Material supplied -
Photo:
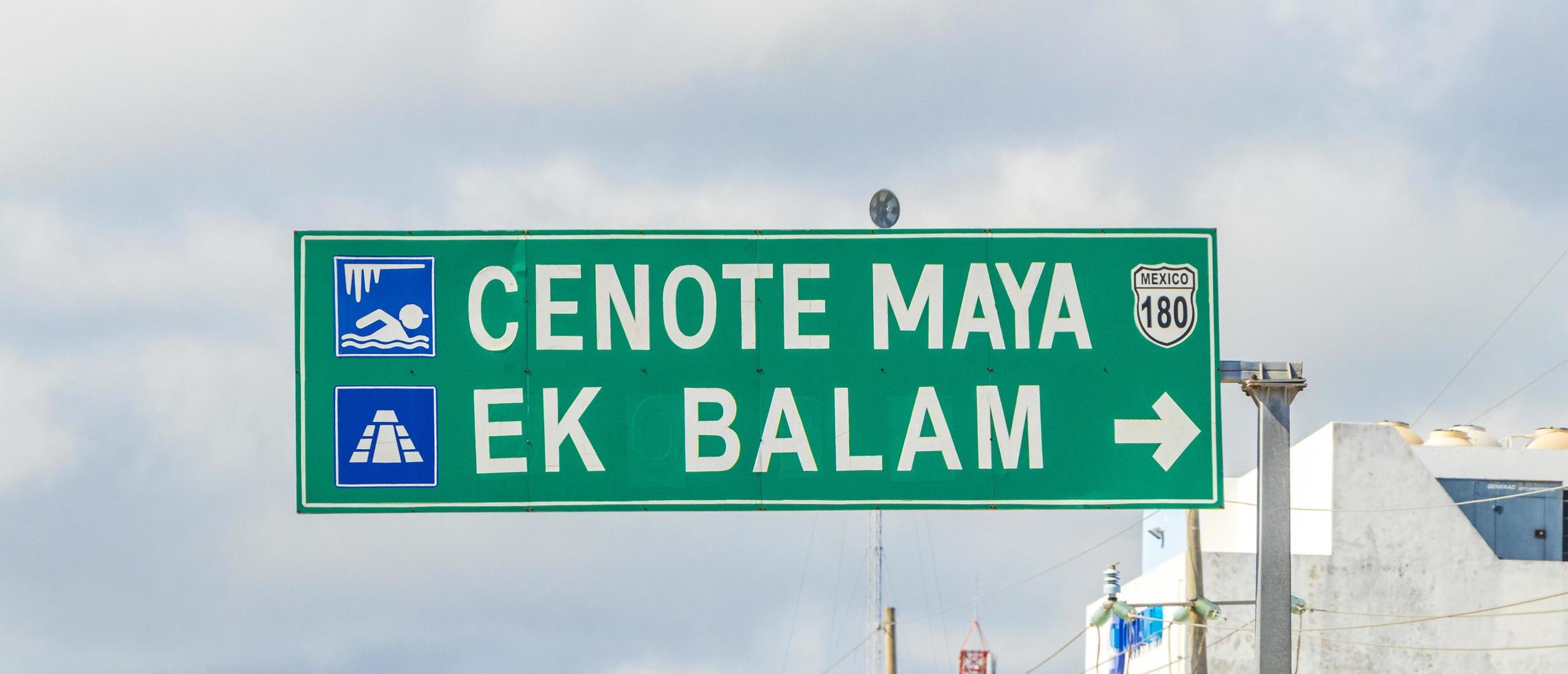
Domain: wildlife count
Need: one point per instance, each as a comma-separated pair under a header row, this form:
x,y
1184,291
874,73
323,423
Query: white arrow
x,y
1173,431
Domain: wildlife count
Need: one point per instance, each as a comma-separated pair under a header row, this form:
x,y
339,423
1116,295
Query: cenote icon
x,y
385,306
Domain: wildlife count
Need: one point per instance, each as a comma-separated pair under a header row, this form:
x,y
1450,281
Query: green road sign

Task requirements -
Please set down the records exactly, and keep every image out of the copy.

Worked solution -
Photo:
Domain: wildlife count
Need: one point per instance, each as a comma-separated pair under a header row, this form:
x,y
1184,291
874,73
323,423
Query: white arrow
x,y
1173,431
Domain: wildlife count
Need: one point per instance, each as a comma-separated pair under a header row, this form:
x,y
339,423
1116,295
Query: cenote icon
x,y
385,306
Domain: wildlife count
Need: one point per instance, each as a comma-separated pair under a header row, this form:
x,y
1450,281
Query: green road sign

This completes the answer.